#### Task to complete
The reply should hold every entry exactly as written and none of the pictures.

Stored data
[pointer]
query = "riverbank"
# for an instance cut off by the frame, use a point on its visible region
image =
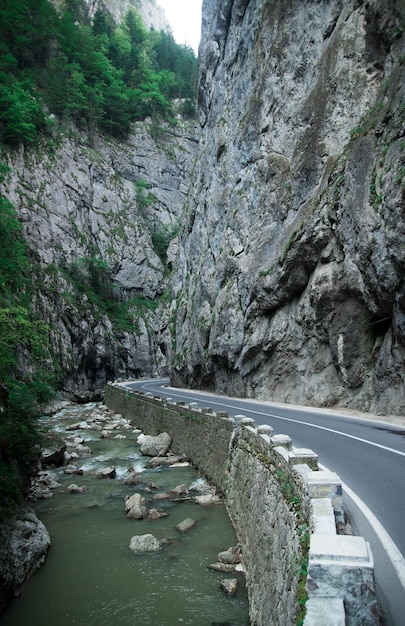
(90, 576)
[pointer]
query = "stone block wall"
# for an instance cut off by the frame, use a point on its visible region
(283, 508)
(195, 433)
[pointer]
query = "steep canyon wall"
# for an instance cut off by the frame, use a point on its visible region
(91, 214)
(289, 276)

#### Answer to this exercise
[pointer]
query = "riverbank"
# for an instance cut off by the frame, use a point on its visible region
image =
(90, 576)
[pointer]
query = "stone block wall"
# for an instance cut off by the frame, use a point on its visible region
(283, 508)
(195, 433)
[pointer]
query = "steep canyon wall"
# for an instance cut off by the frame, use a point on its visible region
(91, 214)
(289, 276)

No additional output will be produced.